What is needed:
Restate each entry below without changing a word.

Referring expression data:

*****

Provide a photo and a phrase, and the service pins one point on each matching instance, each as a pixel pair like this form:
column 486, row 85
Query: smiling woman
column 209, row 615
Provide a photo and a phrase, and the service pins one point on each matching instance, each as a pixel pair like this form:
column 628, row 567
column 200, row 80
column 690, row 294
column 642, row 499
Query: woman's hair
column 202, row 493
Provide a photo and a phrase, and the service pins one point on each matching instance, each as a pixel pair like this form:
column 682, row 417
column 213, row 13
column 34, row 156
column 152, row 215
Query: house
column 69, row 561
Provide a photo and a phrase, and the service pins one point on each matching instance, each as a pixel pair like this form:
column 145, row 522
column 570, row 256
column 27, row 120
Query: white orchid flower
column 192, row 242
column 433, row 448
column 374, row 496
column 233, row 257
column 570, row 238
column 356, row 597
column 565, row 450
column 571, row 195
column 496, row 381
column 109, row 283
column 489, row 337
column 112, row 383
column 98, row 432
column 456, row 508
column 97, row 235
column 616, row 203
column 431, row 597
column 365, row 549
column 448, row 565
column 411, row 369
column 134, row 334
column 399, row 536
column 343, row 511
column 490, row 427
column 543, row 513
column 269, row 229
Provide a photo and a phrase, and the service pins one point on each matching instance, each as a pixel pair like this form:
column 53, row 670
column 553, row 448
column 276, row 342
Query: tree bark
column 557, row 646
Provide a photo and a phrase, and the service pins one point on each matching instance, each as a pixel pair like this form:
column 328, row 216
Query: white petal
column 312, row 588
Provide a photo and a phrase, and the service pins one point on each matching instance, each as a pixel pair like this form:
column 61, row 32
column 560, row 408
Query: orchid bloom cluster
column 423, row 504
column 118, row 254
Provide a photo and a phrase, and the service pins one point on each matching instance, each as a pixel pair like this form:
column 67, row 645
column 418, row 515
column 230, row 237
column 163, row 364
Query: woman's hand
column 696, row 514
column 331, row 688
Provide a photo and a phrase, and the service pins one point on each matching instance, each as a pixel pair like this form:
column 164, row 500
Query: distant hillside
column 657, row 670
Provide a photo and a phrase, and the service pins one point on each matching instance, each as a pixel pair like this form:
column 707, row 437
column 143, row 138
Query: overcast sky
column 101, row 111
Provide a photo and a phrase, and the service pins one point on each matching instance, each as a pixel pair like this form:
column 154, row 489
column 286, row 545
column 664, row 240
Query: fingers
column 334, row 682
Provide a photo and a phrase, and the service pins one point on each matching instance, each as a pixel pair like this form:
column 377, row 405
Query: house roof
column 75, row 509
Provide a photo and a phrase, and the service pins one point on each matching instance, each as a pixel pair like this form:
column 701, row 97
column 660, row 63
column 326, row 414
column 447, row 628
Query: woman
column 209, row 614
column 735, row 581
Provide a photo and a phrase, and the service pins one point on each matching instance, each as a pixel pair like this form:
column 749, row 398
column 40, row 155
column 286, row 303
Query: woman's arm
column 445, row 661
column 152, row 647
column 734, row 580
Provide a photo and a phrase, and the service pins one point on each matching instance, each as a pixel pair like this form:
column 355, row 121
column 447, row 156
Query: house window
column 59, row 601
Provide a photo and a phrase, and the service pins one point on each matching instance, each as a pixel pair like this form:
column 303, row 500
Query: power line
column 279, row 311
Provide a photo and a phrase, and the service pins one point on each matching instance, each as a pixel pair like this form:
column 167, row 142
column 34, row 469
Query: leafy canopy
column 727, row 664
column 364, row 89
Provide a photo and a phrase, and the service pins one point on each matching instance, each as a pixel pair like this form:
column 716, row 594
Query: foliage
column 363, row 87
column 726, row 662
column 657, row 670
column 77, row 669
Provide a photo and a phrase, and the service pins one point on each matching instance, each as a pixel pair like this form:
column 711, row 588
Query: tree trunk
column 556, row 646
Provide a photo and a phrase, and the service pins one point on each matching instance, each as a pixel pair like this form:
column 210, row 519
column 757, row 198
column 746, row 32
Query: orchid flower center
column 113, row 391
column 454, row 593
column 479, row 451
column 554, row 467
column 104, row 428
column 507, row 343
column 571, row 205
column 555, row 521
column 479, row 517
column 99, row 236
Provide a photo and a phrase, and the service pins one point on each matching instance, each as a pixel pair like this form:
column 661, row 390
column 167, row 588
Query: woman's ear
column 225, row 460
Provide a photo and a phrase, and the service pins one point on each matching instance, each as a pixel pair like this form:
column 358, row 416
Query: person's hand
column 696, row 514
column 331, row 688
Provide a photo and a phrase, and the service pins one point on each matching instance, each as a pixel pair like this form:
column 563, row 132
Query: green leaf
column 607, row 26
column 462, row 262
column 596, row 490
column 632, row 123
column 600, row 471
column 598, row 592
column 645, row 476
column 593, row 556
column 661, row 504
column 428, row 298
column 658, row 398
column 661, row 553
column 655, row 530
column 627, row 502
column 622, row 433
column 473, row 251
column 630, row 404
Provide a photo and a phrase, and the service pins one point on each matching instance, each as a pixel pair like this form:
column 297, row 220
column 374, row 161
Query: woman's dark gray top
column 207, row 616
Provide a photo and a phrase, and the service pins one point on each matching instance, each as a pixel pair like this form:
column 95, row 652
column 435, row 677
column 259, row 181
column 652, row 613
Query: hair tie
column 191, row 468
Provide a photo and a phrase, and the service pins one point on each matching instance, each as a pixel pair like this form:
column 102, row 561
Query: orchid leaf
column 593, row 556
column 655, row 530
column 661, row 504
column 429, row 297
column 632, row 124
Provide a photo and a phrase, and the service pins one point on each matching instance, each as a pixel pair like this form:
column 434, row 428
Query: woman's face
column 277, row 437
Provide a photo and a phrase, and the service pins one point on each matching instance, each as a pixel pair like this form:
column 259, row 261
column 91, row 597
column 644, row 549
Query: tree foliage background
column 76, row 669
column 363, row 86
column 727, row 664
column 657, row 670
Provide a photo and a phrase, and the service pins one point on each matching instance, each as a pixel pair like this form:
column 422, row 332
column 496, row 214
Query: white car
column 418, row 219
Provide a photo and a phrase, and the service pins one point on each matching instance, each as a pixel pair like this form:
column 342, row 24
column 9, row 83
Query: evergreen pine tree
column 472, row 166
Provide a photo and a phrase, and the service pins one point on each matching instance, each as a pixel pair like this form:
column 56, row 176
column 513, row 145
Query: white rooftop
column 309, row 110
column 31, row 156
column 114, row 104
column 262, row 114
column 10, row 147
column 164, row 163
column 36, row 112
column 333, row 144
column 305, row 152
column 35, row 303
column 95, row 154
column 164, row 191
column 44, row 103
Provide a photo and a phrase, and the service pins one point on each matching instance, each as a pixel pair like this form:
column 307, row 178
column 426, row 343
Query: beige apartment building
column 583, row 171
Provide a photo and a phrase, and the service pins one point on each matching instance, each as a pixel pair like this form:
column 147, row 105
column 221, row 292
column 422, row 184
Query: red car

*****

Task output:
Provide a photo and a phrase, and the service pins one point on each matching instance, each as a pixel pair like this form:
column 486, row 85
Query: smiling woman
column 209, row 615
Provide a photo and a phrase, and the service pins one point on each matching instance, each as a pixel pair like this form:
column 628, row 567
column 200, row 80
column 690, row 294
column 642, row 499
Query: woman's hair
column 202, row 493
Provide a photo and a phrase, and the service pins one point on each matching instance, each as a pixel pair like this form:
column 682, row 417
column 213, row 13
column 34, row 156
column 152, row 215
Query: house
column 69, row 561
Provide a photo and a phrase, and the service pins one point on each matching instance, each as a pixel pair like this form:
column 145, row 522
column 570, row 256
column 27, row 120
Query: white orchid flower
column 192, row 242
column 433, row 448
column 374, row 496
column 233, row 257
column 570, row 238
column 356, row 597
column 565, row 450
column 571, row 195
column 496, row 381
column 109, row 283
column 489, row 337
column 112, row 383
column 98, row 432
column 456, row 508
column 97, row 235
column 616, row 203
column 431, row 597
column 365, row 549
column 448, row 565
column 411, row 369
column 134, row 334
column 399, row 536
column 343, row 511
column 490, row 427
column 543, row 513
column 269, row 229
Provide a photo and a phrase, and the service pins one point on each matching instance, each as a pixel pair like this form:
column 53, row 670
column 553, row 448
column 276, row 342
Query: tree bark
column 557, row 646
Provide a photo and a phrase, and the service pins one point on each matching instance, each as a pixel pair like this form:
column 328, row 216
Query: white petal
column 312, row 588
Provide a photo and a phrase, and the service pins one point on each matching instance, each as a pixel pair like this form:
column 61, row 32
column 560, row 408
Query: orchid bloom cluster
column 423, row 504
column 118, row 254
Provide a photo and a phrase, and the service pins one point on each matching instance, each as a pixel pair like this form:
column 67, row 645
column 418, row 515
column 230, row 237
column 163, row 364
Query: woman's hand
column 696, row 514
column 331, row 688
Provide a photo and a phrase, and the service pins one point on each matching instance, each as a pixel pair like this form:
column 164, row 500
Query: distant hillside
column 657, row 670
Provide a photo and a phrase, and the service pins one point on each matching instance, each as a pixel pair like this form:
column 707, row 437
column 143, row 138
Query: overcast sky
column 101, row 111
Provide a photo and a phrase, and the service pins one point on each matching instance, each as a pixel pair like this form:
column 154, row 489
column 286, row 545
column 664, row 240
Query: fingers
column 334, row 682
Provide a photo and a phrase, and the service pins one point on each matching instance, each as a pixel pair like this form:
column 377, row 405
Query: house roof
column 75, row 509
Provide a photo and a phrase, and the service pins one point on each matching instance, each as a pixel pair like this form:
column 701, row 97
column 660, row 63
column 326, row 414
column 447, row 628
Query: woman
column 209, row 614
column 735, row 581
Provide a photo and a phrase, and the service pins one point on each matching instance, each as a pixel pair like this form:
column 749, row 398
column 40, row 155
column 286, row 303
Query: woman's arm
column 445, row 661
column 152, row 647
column 734, row 580
Provide a photo and a phrase, and the service pins one point on each matching instance, each as a pixel pair like this form:
column 355, row 121
column 447, row 156
Query: house window
column 59, row 601
Provide a photo and a phrase, and the service pins one point on each matching instance, each as a pixel pair like this form:
column 303, row 500
Query: power line
column 279, row 311
Provide a photo and a phrase, and the service pins one point on each matching instance, each as a pixel pair like this form:
column 167, row 142
column 34, row 469
Query: leafy canopy
column 727, row 664
column 364, row 89
Provide a photo and a phrase, and the service pins one point on each matching instance, each as a pixel pair like this form:
column 716, row 594
Query: foliage
column 363, row 87
column 726, row 662
column 657, row 670
column 77, row 669
Provide a photo and a phrase, and the service pins one point on each matching instance, each as a pixel pair like this form:
column 711, row 588
Query: tree trunk
column 556, row 646
Provide a photo and a phrase, and the service pins one point on each matching instance, each as a pixel pair like this form:
column 210, row 519
column 757, row 198
column 746, row 32
Query: orchid flower center
column 113, row 391
column 454, row 593
column 479, row 451
column 554, row 467
column 104, row 428
column 507, row 343
column 571, row 205
column 555, row 521
column 479, row 517
column 99, row 236
Provide a photo and a phrase, and the service pins one point on each matching instance, each as a pixel pair like this form:
column 661, row 390
column 167, row 588
Query: woman's ear
column 225, row 460
Provide a photo and a phrase, and the service pins one point on each matching instance, each as a pixel pair like this form:
column 358, row 416
Query: person's hand
column 696, row 514
column 331, row 688
Provide a photo and a phrase, and the service pins one point on each matching instance, each as a pixel pair like this form:
column 563, row 132
Query: green leaf
column 607, row 26
column 462, row 262
column 596, row 490
column 632, row 123
column 600, row 471
column 598, row 592
column 645, row 476
column 593, row 556
column 661, row 504
column 428, row 298
column 658, row 398
column 661, row 553
column 655, row 530
column 627, row 502
column 622, row 433
column 473, row 251
column 630, row 404
Provide a photo and a phrase, and the service pins one point on each matching instance, each as a pixel pair like this form:
column 297, row 220
column 374, row 161
Query: woman's dark gray top
column 207, row 616
Provide a photo and a phrase, and the service pins one point on each matching instance, each as a pixel pair like this form:
column 95, row 652
column 435, row 677
column 259, row 181
column 652, row 613
Query: hair tie
column 191, row 468
Provide a photo and a phrase, and the service pins one point on each matching instance, each as a pixel pair like this form:
column 102, row 561
Query: orchid leaf
column 593, row 556
column 655, row 530
column 661, row 504
column 429, row 297
column 632, row 124
Provide a photo and a phrase, and the service pins one point on each matching instance, each as a pixel pair like this form:
column 434, row 428
Query: woman's face
column 277, row 437
Provide a photo and a phrase, and the service pins one point on each matching instance, each as a pixel pair like this form:
column 259, row 261
column 91, row 597
column 644, row 549
Query: tree foliage background
column 76, row 669
column 363, row 86
column 727, row 664
column 657, row 670
Provide a photo and a phrase, and the service pins one point on each matching instance, each as a pixel pair like this form:
column 422, row 332
column 496, row 214
Query: white car
column 418, row 219
Provide a photo and a phrase, and the service pins one point on each matching instance, each as a pixel pair like this form:
column 342, row 24
column 9, row 83
Query: evergreen pine tree
column 472, row 166
Provide a photo and a phrase, and the service pins one point on each matching instance, each as a pixel pair like this form:
column 56, row 176
column 513, row 145
Query: white rooftop
column 309, row 110
column 31, row 156
column 114, row 104
column 262, row 114
column 10, row 147
column 164, row 163
column 36, row 112
column 333, row 144
column 305, row 152
column 35, row 303
column 95, row 154
column 164, row 191
column 44, row 103
Provide a photo and a phrase, and the service pins one point on each matching instance, each as a pixel pair like this form:
column 307, row 178
column 426, row 343
Query: beige apartment building
column 583, row 171
Provide a photo and a phrase, and the service pins one point on each matching instance, each as a pixel pair like this form:
column 147, row 105
column 221, row 292
column 422, row 184
Query: red car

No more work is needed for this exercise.